▶ _Exercise instructions_
Return the listing below word for word, leaving out the pictures.

_ _ _ _ _

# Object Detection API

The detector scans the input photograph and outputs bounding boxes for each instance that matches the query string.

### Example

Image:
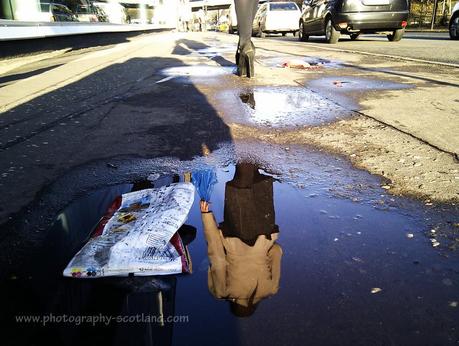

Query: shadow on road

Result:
[0,30,165,59]
[0,50,237,345]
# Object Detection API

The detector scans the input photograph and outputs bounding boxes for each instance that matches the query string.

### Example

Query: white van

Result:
[252,2,301,37]
[92,2,127,24]
[228,1,237,34]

_ _ _ _ _

▶ _Correct result_
# Object Detection API

The detector scans the input photograph and outputs bounding boxes for each instance that matches the query string.

### Example

Image:

Query: shadow on road

Result:
[0,30,165,59]
[0,50,237,345]
# Object Detection API

The detector scans the input photograph and outputs bounding boxes for each instance that matches the query string.

### Example

Query: white van

Result:
[252,2,301,37]
[92,2,127,24]
[228,1,237,34]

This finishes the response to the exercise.